▸ **Work required**:
Look through the records below for the line with "Q: Indicate one point per instance of the forest" and the line with "Q: Indicate one point per instance of the evergreen", then return those lines and all lines between, exactly.

(Beginning of The input)

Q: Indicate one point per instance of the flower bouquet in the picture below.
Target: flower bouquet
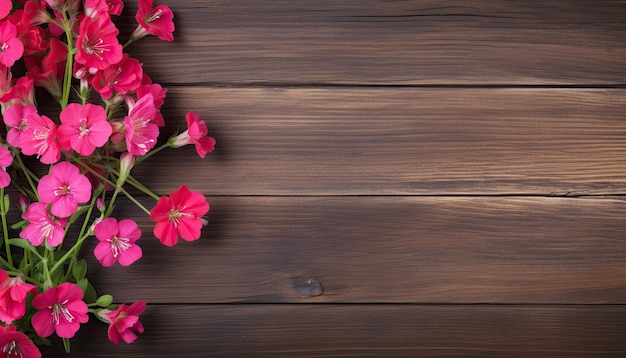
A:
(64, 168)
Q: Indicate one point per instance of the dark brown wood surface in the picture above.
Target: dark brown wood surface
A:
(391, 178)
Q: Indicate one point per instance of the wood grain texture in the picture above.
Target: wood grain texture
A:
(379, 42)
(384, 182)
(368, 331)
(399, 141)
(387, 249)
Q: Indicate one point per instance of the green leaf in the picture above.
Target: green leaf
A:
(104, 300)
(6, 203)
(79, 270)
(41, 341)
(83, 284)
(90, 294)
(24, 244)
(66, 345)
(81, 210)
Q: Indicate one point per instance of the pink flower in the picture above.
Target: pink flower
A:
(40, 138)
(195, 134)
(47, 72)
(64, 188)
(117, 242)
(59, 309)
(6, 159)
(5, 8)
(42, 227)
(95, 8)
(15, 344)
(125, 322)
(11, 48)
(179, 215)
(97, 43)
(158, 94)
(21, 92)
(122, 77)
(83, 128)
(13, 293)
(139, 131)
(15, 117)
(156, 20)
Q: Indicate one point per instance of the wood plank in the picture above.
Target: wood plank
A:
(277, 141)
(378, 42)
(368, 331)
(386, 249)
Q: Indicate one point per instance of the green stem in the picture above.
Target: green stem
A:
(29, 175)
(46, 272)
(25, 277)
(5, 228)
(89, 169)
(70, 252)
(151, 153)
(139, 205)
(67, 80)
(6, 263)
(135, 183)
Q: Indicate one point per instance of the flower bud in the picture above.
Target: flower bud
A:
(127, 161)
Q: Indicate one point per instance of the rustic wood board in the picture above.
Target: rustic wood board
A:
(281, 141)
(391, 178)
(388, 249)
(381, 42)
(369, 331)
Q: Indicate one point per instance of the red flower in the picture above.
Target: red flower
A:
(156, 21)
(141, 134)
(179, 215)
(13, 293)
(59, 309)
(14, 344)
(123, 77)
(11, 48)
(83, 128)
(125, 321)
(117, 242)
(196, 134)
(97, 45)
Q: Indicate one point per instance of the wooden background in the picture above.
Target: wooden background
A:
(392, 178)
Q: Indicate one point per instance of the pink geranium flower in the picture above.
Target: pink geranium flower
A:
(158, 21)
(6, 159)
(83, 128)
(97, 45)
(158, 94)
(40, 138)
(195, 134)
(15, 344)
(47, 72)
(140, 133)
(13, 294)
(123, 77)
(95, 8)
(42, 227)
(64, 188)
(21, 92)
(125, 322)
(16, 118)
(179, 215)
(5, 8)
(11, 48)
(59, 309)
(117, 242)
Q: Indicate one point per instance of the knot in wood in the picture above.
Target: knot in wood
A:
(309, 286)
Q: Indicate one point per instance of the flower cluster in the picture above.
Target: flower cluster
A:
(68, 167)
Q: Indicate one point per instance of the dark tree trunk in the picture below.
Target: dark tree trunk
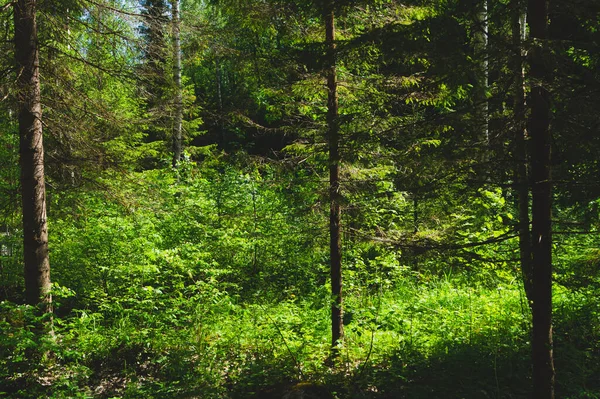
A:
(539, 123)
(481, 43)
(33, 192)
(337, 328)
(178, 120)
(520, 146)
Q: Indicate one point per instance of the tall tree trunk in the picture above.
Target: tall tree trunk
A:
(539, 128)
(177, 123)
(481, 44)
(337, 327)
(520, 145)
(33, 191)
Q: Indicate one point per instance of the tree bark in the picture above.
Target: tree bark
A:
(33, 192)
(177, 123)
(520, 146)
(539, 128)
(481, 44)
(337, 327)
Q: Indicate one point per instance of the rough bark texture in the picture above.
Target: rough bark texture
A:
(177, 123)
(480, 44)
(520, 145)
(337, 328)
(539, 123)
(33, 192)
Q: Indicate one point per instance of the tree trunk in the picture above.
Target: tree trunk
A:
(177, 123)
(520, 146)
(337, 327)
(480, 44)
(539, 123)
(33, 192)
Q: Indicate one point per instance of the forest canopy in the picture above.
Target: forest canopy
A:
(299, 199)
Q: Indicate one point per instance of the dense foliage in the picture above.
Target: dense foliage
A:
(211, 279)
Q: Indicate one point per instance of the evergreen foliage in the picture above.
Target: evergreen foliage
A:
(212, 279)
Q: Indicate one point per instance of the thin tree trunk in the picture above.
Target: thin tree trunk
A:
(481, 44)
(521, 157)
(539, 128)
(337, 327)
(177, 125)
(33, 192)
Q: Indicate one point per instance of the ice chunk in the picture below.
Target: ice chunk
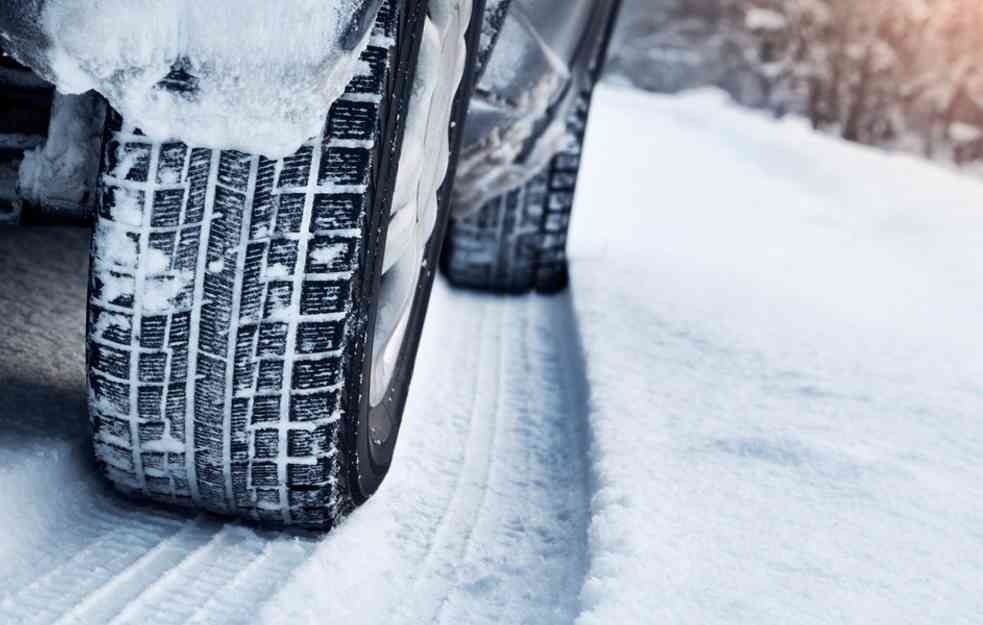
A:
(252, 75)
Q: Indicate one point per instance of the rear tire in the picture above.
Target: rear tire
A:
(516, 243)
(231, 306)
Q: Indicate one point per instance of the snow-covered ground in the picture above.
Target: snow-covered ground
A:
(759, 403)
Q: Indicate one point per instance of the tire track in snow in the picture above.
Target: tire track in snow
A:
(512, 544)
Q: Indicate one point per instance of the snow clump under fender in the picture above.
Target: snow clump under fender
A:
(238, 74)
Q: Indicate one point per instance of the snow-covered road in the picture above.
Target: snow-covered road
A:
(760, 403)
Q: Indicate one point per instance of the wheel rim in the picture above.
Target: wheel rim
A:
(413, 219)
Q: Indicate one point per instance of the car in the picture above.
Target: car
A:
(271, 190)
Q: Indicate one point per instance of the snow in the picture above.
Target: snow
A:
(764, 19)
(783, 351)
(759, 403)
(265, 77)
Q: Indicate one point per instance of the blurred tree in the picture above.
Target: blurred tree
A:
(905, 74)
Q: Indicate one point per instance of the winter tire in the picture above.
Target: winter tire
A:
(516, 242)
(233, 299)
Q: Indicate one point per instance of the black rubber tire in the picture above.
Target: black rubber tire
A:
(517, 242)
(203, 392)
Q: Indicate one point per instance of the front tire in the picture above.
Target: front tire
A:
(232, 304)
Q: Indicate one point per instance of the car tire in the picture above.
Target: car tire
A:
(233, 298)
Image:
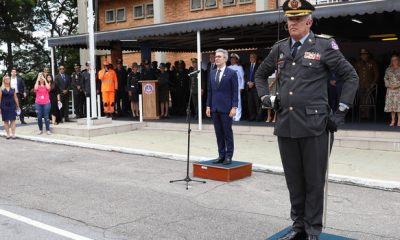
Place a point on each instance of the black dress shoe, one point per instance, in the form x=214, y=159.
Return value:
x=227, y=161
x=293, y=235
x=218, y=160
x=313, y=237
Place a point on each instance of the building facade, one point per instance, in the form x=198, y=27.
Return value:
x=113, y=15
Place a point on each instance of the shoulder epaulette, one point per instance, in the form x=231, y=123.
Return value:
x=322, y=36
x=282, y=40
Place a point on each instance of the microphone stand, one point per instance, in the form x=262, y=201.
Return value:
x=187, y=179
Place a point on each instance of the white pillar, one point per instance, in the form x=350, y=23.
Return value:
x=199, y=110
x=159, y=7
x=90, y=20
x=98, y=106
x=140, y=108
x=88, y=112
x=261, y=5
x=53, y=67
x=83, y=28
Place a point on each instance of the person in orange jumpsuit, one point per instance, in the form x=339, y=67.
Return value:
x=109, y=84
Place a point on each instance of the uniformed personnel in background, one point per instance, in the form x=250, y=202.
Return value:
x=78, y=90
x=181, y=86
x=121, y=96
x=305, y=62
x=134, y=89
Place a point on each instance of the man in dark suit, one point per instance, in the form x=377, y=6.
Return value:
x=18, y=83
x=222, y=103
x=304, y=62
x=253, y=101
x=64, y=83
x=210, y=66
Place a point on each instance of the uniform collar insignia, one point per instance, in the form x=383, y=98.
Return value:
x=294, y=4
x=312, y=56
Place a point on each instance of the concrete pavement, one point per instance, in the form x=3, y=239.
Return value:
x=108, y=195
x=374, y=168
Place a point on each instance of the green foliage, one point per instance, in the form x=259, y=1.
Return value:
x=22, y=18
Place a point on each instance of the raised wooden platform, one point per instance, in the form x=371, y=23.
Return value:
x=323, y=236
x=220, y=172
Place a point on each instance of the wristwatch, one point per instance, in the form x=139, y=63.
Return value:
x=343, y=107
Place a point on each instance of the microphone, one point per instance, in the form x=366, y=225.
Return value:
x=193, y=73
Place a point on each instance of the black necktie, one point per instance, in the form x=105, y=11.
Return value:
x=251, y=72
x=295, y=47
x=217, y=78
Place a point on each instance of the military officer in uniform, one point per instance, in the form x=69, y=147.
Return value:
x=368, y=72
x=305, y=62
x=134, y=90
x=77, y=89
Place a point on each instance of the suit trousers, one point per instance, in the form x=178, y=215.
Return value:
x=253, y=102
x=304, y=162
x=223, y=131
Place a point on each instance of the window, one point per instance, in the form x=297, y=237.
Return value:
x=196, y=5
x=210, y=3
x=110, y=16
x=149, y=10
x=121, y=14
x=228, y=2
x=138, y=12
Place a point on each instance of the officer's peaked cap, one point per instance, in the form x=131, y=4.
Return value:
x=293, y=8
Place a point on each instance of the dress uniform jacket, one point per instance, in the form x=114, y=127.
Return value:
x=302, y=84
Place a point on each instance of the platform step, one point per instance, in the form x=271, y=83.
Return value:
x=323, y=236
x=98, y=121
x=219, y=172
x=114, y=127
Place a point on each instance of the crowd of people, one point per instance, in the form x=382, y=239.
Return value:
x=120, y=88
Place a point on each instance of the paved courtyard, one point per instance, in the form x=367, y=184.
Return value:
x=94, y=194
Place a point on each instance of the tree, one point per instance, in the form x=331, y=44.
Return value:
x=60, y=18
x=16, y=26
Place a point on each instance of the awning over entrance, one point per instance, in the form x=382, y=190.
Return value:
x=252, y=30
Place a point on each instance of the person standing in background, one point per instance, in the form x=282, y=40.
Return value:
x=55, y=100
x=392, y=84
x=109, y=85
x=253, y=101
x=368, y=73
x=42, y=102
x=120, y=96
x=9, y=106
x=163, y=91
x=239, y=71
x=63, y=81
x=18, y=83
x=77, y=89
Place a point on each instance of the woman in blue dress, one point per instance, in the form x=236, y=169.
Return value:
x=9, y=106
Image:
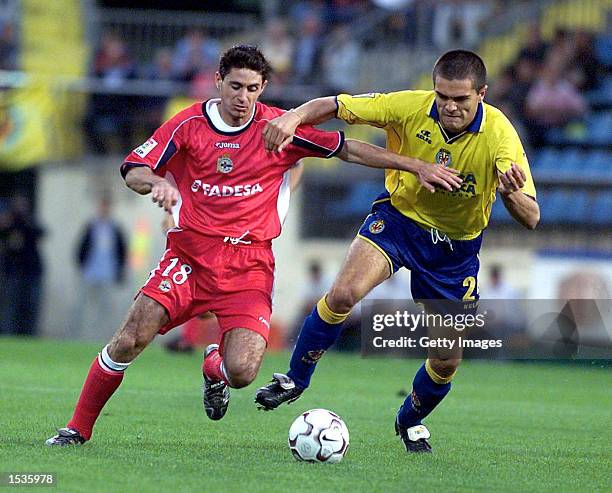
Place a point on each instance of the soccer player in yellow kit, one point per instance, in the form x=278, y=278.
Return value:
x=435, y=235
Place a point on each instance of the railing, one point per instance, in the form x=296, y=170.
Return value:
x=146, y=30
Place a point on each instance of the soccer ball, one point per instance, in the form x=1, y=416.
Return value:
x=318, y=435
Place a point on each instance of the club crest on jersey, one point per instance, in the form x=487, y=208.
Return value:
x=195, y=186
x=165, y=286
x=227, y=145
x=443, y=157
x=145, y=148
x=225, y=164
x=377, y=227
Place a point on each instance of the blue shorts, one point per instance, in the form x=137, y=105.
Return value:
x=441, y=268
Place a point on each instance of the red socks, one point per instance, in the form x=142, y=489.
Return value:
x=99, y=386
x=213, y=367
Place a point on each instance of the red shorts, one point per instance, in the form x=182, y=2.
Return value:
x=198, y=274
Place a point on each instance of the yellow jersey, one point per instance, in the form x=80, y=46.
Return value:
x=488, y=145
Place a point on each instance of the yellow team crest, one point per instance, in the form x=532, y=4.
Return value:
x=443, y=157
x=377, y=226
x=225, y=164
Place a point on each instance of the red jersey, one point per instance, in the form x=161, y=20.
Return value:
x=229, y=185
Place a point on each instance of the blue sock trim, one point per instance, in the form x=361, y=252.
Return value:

(End of The input)

▸ **Written answer**:
Q: Indicate one point per instance of the forest canopy in the picture above.
Target: forest canopy
A:
(299, 199)
Q: Indicate one point per instance of the dense foliage in the picture above.
Target: dense foliage
A:
(211, 279)
Q: Indicate one point per instance of the evergreen foliage in the picture above.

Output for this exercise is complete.